**YOUR INSTRUCTIONS:**
Look for the string "skirt" in the data below, and copy each line that holds it.
---+---
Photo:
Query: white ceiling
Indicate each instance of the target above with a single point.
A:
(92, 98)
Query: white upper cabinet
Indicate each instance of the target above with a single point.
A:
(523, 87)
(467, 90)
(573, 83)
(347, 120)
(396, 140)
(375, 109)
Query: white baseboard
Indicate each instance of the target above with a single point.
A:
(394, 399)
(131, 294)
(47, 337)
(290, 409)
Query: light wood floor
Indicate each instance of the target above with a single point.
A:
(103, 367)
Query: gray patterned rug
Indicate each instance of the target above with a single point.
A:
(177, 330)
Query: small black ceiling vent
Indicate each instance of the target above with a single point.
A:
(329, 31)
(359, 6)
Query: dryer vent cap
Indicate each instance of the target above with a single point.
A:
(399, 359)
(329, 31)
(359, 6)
---+---
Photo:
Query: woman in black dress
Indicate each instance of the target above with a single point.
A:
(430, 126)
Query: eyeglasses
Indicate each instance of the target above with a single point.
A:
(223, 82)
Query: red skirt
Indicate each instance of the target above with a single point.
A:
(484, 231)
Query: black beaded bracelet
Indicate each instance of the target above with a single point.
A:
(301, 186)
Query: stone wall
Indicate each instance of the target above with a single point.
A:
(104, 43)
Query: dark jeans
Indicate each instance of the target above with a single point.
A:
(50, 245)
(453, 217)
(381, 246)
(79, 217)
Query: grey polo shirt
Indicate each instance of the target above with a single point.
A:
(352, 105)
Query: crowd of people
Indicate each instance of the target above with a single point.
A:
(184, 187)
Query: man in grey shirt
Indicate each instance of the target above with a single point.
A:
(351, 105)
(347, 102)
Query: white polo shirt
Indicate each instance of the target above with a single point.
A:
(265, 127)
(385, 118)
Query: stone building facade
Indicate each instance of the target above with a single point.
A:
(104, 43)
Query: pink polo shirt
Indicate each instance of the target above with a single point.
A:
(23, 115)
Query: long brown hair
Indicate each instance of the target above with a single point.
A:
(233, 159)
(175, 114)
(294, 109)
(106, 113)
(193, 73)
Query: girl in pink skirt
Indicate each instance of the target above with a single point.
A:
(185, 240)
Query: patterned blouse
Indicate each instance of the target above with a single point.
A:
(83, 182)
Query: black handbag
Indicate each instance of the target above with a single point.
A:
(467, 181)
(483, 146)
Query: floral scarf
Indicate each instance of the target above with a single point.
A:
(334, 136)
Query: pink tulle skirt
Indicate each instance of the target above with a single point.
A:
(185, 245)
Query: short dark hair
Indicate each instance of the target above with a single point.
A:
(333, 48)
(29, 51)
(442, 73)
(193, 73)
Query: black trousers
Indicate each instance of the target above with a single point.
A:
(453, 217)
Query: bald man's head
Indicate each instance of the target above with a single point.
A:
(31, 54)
---+---
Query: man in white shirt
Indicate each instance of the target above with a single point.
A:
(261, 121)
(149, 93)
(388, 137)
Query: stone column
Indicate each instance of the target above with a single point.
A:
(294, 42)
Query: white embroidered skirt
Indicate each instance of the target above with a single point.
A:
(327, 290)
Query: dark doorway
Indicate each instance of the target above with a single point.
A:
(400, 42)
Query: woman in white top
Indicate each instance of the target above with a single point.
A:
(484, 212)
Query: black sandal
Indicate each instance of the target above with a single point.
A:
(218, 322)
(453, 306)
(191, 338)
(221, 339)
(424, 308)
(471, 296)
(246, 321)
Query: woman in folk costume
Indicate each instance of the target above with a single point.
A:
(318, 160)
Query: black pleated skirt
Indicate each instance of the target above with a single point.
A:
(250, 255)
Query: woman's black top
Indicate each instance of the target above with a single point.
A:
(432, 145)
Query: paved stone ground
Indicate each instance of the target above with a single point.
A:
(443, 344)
---+---
**YOUR SOLUTION:**
Query: red skirt
Query: girl in pink skirt
Query: pink tulle skirt
Query: white embroidered skirt
Query: black pleated skirt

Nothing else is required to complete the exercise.